- **Dataset**:
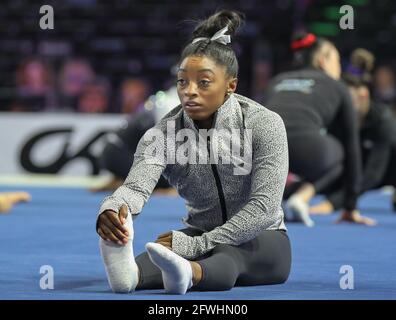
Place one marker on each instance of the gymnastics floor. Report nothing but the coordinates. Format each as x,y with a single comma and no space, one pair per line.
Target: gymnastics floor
58,229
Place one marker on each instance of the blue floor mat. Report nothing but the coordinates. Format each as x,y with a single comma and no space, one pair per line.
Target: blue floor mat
58,229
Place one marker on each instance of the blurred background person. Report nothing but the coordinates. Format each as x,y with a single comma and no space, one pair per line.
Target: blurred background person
134,92
321,125
34,86
377,134
95,96
73,76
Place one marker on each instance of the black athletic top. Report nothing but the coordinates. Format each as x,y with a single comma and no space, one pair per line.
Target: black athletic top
308,99
377,133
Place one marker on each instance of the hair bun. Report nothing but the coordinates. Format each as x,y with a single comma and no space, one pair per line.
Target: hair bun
207,28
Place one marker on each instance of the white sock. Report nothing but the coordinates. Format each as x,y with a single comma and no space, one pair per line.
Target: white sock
300,210
121,268
176,271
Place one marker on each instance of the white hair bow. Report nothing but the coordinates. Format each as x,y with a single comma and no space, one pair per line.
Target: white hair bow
219,36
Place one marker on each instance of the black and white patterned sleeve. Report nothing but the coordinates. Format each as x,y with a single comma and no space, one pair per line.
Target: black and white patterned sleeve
263,209
142,178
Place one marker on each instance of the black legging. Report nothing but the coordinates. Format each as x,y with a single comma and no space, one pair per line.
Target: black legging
264,260
317,158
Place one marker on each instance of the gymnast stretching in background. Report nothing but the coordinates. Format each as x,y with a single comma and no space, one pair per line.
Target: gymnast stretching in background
377,135
321,125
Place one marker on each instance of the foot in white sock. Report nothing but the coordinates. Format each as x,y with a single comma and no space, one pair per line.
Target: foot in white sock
300,210
176,271
121,268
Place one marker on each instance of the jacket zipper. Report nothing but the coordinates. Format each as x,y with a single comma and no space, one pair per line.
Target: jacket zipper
219,187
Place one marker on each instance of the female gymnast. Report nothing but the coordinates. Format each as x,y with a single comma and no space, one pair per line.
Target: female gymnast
377,134
235,233
321,125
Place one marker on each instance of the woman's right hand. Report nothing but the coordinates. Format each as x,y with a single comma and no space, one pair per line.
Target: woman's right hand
110,226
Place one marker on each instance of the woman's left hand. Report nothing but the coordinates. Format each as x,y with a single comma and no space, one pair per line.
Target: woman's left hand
165,239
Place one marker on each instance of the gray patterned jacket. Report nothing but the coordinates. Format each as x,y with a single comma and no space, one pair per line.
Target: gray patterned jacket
230,208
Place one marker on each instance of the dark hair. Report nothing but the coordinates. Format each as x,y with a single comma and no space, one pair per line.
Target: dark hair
358,71
222,54
305,46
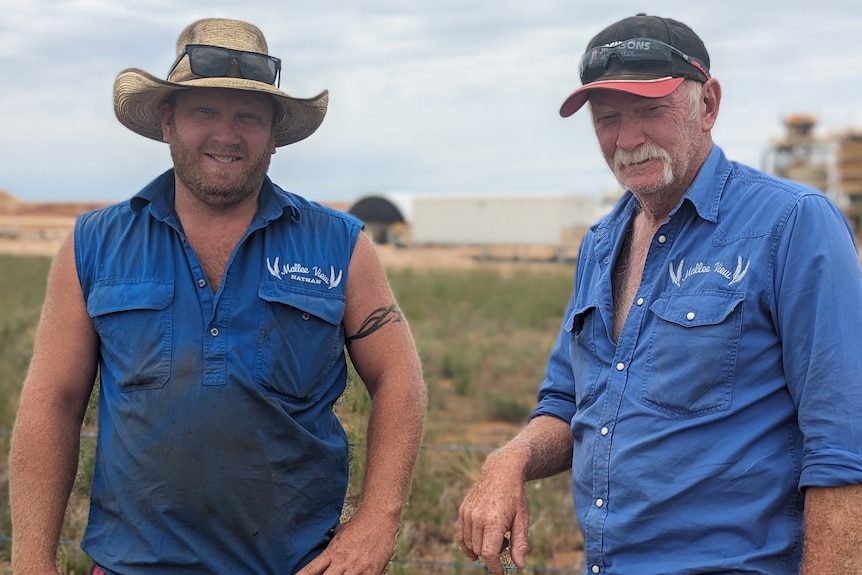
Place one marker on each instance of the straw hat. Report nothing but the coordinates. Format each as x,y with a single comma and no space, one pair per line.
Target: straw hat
137,94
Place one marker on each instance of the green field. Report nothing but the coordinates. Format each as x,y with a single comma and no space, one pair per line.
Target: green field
484,335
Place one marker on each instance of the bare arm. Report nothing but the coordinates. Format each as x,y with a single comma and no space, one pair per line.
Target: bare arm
497,503
833,531
382,350
44,454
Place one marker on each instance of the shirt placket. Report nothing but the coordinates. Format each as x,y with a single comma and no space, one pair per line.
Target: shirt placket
617,382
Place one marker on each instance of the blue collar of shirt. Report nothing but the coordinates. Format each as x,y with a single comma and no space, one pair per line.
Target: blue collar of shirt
158,197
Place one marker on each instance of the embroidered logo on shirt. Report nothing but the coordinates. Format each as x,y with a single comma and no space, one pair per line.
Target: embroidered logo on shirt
300,273
681,273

- **Exercise directions**:
Rewrite all of the records above, substituting "Set a single point" for every occurrence of "Place one marker" and leaving everything else unchanged. Omit the pictures from your answer.

- **Answer to this exercise**:
Set a single point on each instance of the gymnastics floor. Report nothing but the coordinates. Format each as x,y with a single comma and no space, one pair per line.
Target: gymnastics floor
58,229
Set a single point on each instance of the blue floor mat. Report nothing but the coordinates. Format each as x,y with a single comma and no space, one pair per line.
Target: blue floor mat
58,229
Set a single point on each instance of the blurred background person. Report nothing but the coordinates. Format each as x,y with a single comma and no space, one pair per line.
Target: blurred background person
134,92
321,125
34,86
377,134
95,96
73,76
Set a single point on each instance of the black athletic top. Report nothing but the coordinates. Format each as x,y with a single comma and no space, one pair per line.
Target: black athletic top
308,99
377,133
Set a single point on each instance of the hair bun. Report nothing but the coordinates. Format each as x,y with a single comma and no space, one pair per line.
Target: hair bun
207,28
Set a single point on each instance of the white sock. Report nothing but the coordinates. Format each as x,y with a single comma and no space, one pair per line.
Target: white sock
300,210
121,268
176,271
Set a single point on each instance of the white hair bow. Report nothing but the coordinates. Format each as x,y with a single comma and no space, one pair per line.
Target: white hair bow
219,36
Set a single point on each instance of the black and white patterned sleeve. Report nothing but the coordinates. Format each as x,y with a single comma and no space, one pair per line.
Target: black and white patterned sleeve
263,209
142,178
Set a single point on each instance of the black legging. Report nothing but the coordinates. Format each as x,y with a single comma and no space, one pair per line.
Target: black legging
264,260
317,158
Set a single point on each instance of the gymnast stretching in background. Report nothing but the coordinates. Format each as x,y with a single comma and no space, one pair per line.
Target: gymnast stretching in background
377,135
321,125
Set a single point on each instance of the foot in white sock. Report nothing but the coordinates. Format each as x,y with a single comma and no space, one pair per line.
Target: foot in white sock
300,210
176,271
121,268
Set a single point on each instance of the jacket zipper. Report nothing but the coordinates. Format each as x,y with a single comma and no space, one pair per line.
Target: jacket zipper
219,187
Set a single point on each instance of the female gymnast. Report nothing but the coordinates. Format each as x,y with a single comma and no space, one pair per line.
Target: female gymnast
377,134
235,233
321,125
Set a single point on each instance of the woman's right hand. Report nothing but the coordinates. Format each as x,y with a single comma and no space, one pair per line.
Target: woman's right hand
110,226
Set a single point on each instance of the woman's left hand. Report nothing but the coordinates. Format each as x,y with a single comma and no space, one pair per line.
Target: woman's left hand
165,239
Set a single point on each instance of the gray patterned jacket. Report nothing but the coordinates. Format each as x,y with a single comma and no space, one pair per line.
Target: gray patterned jacket
230,208
Set a single point on each instance of the dark hair. Report nothing but the coordinates. Format each as x,y with a single comma and no space, one pair per line.
Target: dark hair
358,71
222,54
305,46
Set a single point on each instance of the straw hat. Report nothing but the coordinates. Format each as x,y with a single comma and no space, one pair per line.
Target: straw hat
137,94
Set a single point on each instance of the green field. Report nothing but the coordinates. Format each as x,y with a single comma and no space, one pair per line.
Target: green field
484,335
Set a single point on each instance of the bare arm. Report nothing but the coordinates. Format each as x,y with a single comma and no space, one pair per line.
Target: bare arm
497,503
833,531
382,350
44,454
Set a single point on each instance of the shirt placket. Report nothing but the coordinates. Format each as x,y with a single comma and no space, one pair per line.
Target: shirt placket
617,382
Set a single point on each instance of the blue collar of shirt. Report nothing but the coordinates. Format each as x,y with a single comma and no space, one pair per line.
Target: blue collar of shirt
158,197
Set a single point on each instance of the embroidered logo on shirt. Report nothing but the coordinates. Format each as x,y with a single comma and no space, one pair per line.
Target: embroidered logo on shirt
300,273
681,273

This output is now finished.